• _TASK TO COMPLETE_: Locate every line in the data that contains the string "just" and copy each such line in full. Case counts.

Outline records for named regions

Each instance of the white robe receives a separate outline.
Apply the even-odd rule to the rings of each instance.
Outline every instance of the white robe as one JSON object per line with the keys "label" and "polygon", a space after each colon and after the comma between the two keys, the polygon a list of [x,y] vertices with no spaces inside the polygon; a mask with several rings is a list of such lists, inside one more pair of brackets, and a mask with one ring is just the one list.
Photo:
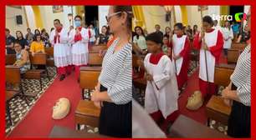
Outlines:
{"label": "white robe", "polygon": [[[219,30],[214,29],[214,31],[211,32],[205,32],[205,42],[209,48],[211,47],[215,46],[217,43],[218,38],[218,32]],[[202,43],[202,45],[203,45]],[[200,52],[199,52],[199,78],[207,82],[207,71],[206,71],[206,63],[205,63],[205,53],[204,49],[201,47]],[[207,73],[208,73],[208,82],[214,82],[214,68],[215,68],[215,57],[210,52],[210,51],[206,51],[207,54]]]}
{"label": "white robe", "polygon": [[161,110],[163,117],[166,118],[178,109],[178,88],[174,64],[166,55],[161,58],[157,65],[152,64],[149,62],[150,56],[151,53],[146,56],[144,64],[147,72],[152,75],[154,80],[152,82],[147,81],[145,108],[149,113]]}
{"label": "white robe", "polygon": [[162,138],[165,133],[158,128],[154,120],[145,109],[135,100],[132,100],[132,138]]}
{"label": "white robe", "polygon": [[[184,49],[186,38],[187,38],[187,35],[183,35],[182,38],[177,38],[177,34],[173,35],[172,37],[172,41],[173,41],[172,53],[174,53],[174,55],[177,56],[180,54],[180,52]],[[182,69],[182,62],[183,62],[183,57],[181,57],[179,59],[175,60],[174,62],[176,64],[176,74],[179,75],[181,69]]]}
{"label": "white robe", "polygon": [[74,42],[75,29],[69,32],[69,42],[72,44],[72,63],[76,66],[86,65],[88,62],[88,29],[82,28],[80,31],[82,40]]}
{"label": "white robe", "polygon": [[49,37],[49,41],[54,46],[54,64],[57,68],[65,67],[72,63],[68,31],[62,28],[59,34],[60,36],[59,42],[57,39],[56,43],[54,42],[55,29],[51,32]]}
{"label": "white robe", "polygon": [[[230,30],[228,28],[223,28],[222,32],[224,39],[223,48],[231,48],[232,39],[233,38],[233,29],[230,28]],[[225,40],[230,38],[228,40]]]}

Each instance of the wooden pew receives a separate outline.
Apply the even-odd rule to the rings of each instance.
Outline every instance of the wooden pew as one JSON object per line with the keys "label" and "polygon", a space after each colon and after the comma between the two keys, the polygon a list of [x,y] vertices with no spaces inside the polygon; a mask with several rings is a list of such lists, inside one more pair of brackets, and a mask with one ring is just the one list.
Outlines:
{"label": "wooden pew", "polygon": [[5,80],[6,80],[6,84],[11,84],[11,85],[18,85],[18,89],[14,89],[14,88],[7,88],[5,91],[5,102],[6,102],[6,110],[7,110],[7,114],[9,118],[9,122],[11,125],[13,125],[13,121],[12,121],[12,117],[10,113],[10,109],[9,109],[9,101],[16,97],[16,96],[20,96],[20,98],[24,98],[26,103],[28,105],[28,102],[27,101],[26,96],[24,95],[23,92],[23,87],[21,84],[21,76],[20,76],[20,70],[19,67],[16,67],[13,65],[7,65],[5,66]]}
{"label": "wooden pew", "polygon": [[[98,78],[100,74],[101,67],[81,67],[80,68],[80,88],[82,88],[82,97],[84,90],[95,89],[98,83]],[[80,124],[90,125],[98,127],[98,120],[100,116],[100,109],[95,107],[94,102],[90,101],[81,100],[76,107],[75,110],[75,124],[79,129]]]}
{"label": "wooden pew", "polygon": [[105,135],[90,133],[86,131],[72,130],[68,128],[54,126],[49,136],[50,138],[110,138]]}
{"label": "wooden pew", "polygon": [[214,83],[218,86],[227,87],[230,82],[230,76],[233,72],[235,65],[218,64],[215,66]]}
{"label": "wooden pew", "polygon": [[100,50],[105,50],[108,48],[106,45],[95,45],[93,47],[89,48],[90,53],[99,53]]}
{"label": "wooden pew", "polygon": [[247,44],[245,43],[232,43],[231,48],[232,49],[238,49],[238,50],[244,50]]}
{"label": "wooden pew", "polygon": [[99,52],[90,52],[89,62],[90,66],[101,66],[103,58],[99,55]]}
{"label": "wooden pew", "polygon": [[240,56],[241,50],[239,49],[228,49],[228,63],[237,63]]}
{"label": "wooden pew", "polygon": [[170,128],[168,138],[228,138],[229,137],[212,129],[189,118],[180,115]]}
{"label": "wooden pew", "polygon": [[13,65],[16,62],[15,54],[7,54],[5,55],[5,65]]}
{"label": "wooden pew", "polygon": [[[44,53],[38,53],[35,54],[33,57],[30,54],[29,55],[30,58],[30,62],[31,65],[45,65],[46,66],[46,54]],[[42,69],[30,69],[27,71],[24,74],[24,78],[25,79],[37,79],[40,82],[40,88],[41,90],[43,89],[43,85],[42,85],[42,78],[43,78],[43,72],[46,72],[47,77],[49,81],[49,73],[47,71],[47,68],[45,67],[45,70]]]}
{"label": "wooden pew", "polygon": [[90,127],[99,127],[99,118],[100,109],[95,106],[94,102],[89,100],[80,100],[74,112],[74,122],[80,128],[80,124]]}
{"label": "wooden pew", "polygon": [[[214,83],[218,86],[227,87],[230,82],[230,76],[233,72],[235,66],[228,64],[219,64],[215,66]],[[210,119],[228,125],[228,120],[231,112],[231,108],[224,103],[223,98],[212,95],[206,106],[207,125]]]}
{"label": "wooden pew", "polygon": [[54,59],[54,48],[45,48],[45,53],[47,55],[46,65],[49,67],[55,67]]}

• _CORRECT OUTPUT_:
Outline every instance of the white robe as one JSON object per line with the keys "label" and "polygon", a space after each colon and after the comma between the two keys, the polygon a list of [x,y] vertices with no spaces inside the polygon; a mask with several rings is a list of such lists, inside one more pair of brackets, and a mask with one ring is just the one list.
Outline every instance of the wooden pew as one JSON object per line with the keys "label" and "polygon", a space after each colon and after the comma between the two keys, the polygon a list of [x,y] vertices with no spaces inside the polygon; a mask with several rings is a list of such lists, inside one more pair of brackets, and a mask with one ring is just the one list.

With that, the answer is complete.